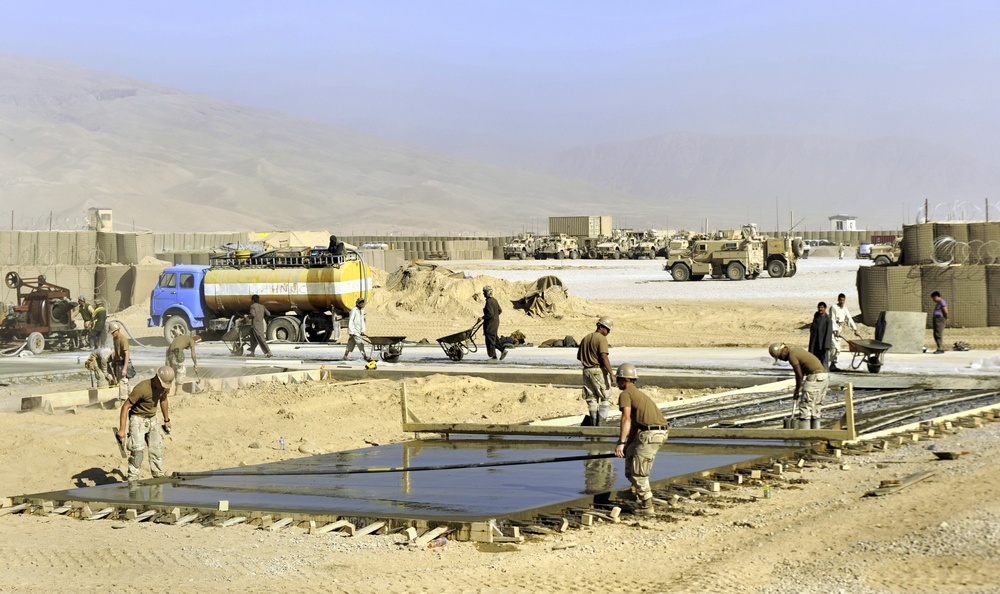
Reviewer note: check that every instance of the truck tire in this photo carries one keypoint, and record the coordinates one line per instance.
(35, 343)
(776, 269)
(282, 330)
(175, 326)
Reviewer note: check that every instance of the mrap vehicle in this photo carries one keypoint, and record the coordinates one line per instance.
(308, 292)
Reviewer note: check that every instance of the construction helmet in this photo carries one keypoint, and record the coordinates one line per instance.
(165, 375)
(627, 371)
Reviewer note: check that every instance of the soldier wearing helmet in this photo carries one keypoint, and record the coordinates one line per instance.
(87, 316)
(137, 423)
(491, 323)
(643, 430)
(120, 357)
(593, 355)
(811, 383)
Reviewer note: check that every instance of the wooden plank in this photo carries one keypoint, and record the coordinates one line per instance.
(430, 535)
(13, 509)
(233, 521)
(280, 524)
(348, 527)
(100, 514)
(906, 482)
(370, 528)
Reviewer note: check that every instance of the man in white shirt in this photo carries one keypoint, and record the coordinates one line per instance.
(841, 318)
(356, 330)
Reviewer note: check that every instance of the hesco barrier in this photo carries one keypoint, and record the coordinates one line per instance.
(888, 288)
(963, 287)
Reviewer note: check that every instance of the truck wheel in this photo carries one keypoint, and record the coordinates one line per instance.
(175, 326)
(282, 330)
(35, 343)
(735, 271)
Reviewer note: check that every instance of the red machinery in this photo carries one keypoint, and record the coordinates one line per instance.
(44, 313)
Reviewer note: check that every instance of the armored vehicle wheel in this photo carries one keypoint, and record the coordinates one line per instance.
(776, 269)
(175, 326)
(282, 330)
(680, 272)
(35, 343)
(735, 271)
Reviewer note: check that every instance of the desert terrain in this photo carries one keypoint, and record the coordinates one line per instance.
(816, 534)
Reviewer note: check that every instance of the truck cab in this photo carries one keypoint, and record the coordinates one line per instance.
(177, 302)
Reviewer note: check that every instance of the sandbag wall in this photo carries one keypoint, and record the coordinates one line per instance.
(972, 292)
(435, 247)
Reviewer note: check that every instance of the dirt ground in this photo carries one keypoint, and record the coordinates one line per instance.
(816, 535)
(821, 535)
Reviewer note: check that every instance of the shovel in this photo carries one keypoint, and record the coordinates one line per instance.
(121, 443)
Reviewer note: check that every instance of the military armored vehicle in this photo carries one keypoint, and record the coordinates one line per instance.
(520, 247)
(558, 246)
(887, 254)
(781, 255)
(735, 255)
(648, 244)
(615, 247)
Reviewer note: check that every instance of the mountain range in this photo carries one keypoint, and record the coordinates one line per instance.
(168, 160)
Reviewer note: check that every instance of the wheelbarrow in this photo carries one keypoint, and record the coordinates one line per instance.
(868, 351)
(456, 345)
(388, 347)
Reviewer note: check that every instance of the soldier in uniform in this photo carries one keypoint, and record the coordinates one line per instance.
(258, 327)
(811, 382)
(175, 355)
(593, 355)
(643, 431)
(491, 322)
(138, 424)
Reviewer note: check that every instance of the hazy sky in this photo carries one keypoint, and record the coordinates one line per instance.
(512, 80)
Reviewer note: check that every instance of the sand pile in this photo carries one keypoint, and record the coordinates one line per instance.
(429, 289)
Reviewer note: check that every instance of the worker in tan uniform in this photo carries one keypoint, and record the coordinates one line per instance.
(643, 431)
(138, 424)
(593, 355)
(175, 355)
(811, 382)
(120, 357)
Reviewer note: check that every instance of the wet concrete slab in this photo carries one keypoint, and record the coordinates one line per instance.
(468, 494)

********************

EXERCISE PROMPT:
Could you write out every record exactly, leaving the pictures out?

ANSWER TO THE PROBLEM:
Reviewer note: check that every instance of the truck tire in this photo carries one keypoint, and record the coordinates one line per instance.
(35, 343)
(776, 269)
(282, 330)
(175, 326)
Reviewer note: check that every instance of the mrap vehicle in this photo carries one keypoint, and record the coordinates one line per instance.
(308, 292)
Reviewer note: check that every instance of the construction helmet in this photo carries one keypoint, and record the coordinates one line per instance.
(165, 375)
(627, 371)
Reviewer note: check that every instance of the soldier wearing helmet in this photo carries one keypoint, and record the coordinates one line per instance.
(87, 316)
(137, 423)
(491, 323)
(643, 430)
(120, 357)
(593, 355)
(811, 383)
Reviewer note: check that every instance of the wooden plank in this photo carries one keypoint, and record the coordinates one line per instance.
(430, 535)
(13, 509)
(233, 521)
(280, 524)
(348, 527)
(100, 514)
(906, 482)
(370, 528)
Reviewer note: check that every instance of the man in white shirt in this photo carries one keypoint, and record the coordinates one line per instance.
(841, 318)
(356, 330)
Reviewer note: check that every instance of the hesco barrier in this photo carries one keypoint, and record the coordinates one line per instance.
(888, 288)
(963, 287)
Reviewer note: check that every instance of the truck wheel in this photo carries one keypoint, and record the coordinates one line per instance.
(175, 326)
(282, 330)
(35, 343)
(735, 271)
Reviewer note: check that every instance of the red machinery in this photo carries one keypoint, and record the coordinates one line per instance.
(44, 313)
Reviewer note: check that every instance of the armored vehicle wheel in this photo carries one keypoint, and record the coordinates one line per instance.
(776, 269)
(175, 326)
(282, 330)
(680, 272)
(35, 343)
(735, 271)
Reviewer note: check that every instance of the desert terrain in this photo carries one keypoint, and record the coordinates one line per instance.
(816, 534)
Reviewer note: check that every instance of the truck cab in this photo carries one keypoint, and record the coordinates one line per instance.
(177, 302)
Reviewer note: check that every instance of the sandbag wall in this photo carries one keypoint, and record the coordinates one line per instance.
(972, 292)
(435, 247)
Reviewer note: check that every instance of the dirt ground in this photo carries one keypoint, and record the coordinates one line per instance.
(816, 535)
(821, 535)
Reviewer note: check that every instance of the shovel in this photo carries one keypoint, and record the coordinates one line per instance.
(121, 443)
Reviewer note: check that every instance of the military armored vehicle in this photo carries one keypoint, and record the coordinates one line per instance.
(520, 247)
(558, 246)
(887, 254)
(781, 255)
(735, 255)
(648, 244)
(615, 247)
Reviewer note: check that every instance of the mountain range in this photo carries one keypoint, and record the coordinates one line per instance.
(168, 160)
Reviewer note: check that every instance of the wheelbarrow in this photo carries one keypoint, and record the coordinates one line per instance.
(868, 351)
(456, 345)
(388, 347)
Reviewer note: check that every instance of the soldier in uniform in this photo carries one keypoint, and record the coordinates one line per instance.
(258, 327)
(811, 382)
(175, 355)
(593, 355)
(643, 431)
(491, 322)
(138, 424)
Reviewer note: check that every instance of the hazy sky in this photo carries one keypoint, and record the coordinates one line per instance.
(512, 80)
Reviewer note: check that every instance of the sand pile in this photo carries one keypoint, and record the coordinates one line per instance.
(429, 289)
Reviewer note: check that every instance of the worker in tan uniform in this photo carries one keypoint, and record the coordinates one line per instance.
(643, 431)
(138, 424)
(593, 355)
(175, 355)
(811, 382)
(120, 357)
Reviewer note: check that every instance of the wet concrete slab in this photo carries one keypoint, and record the coordinates one line per instance.
(468, 494)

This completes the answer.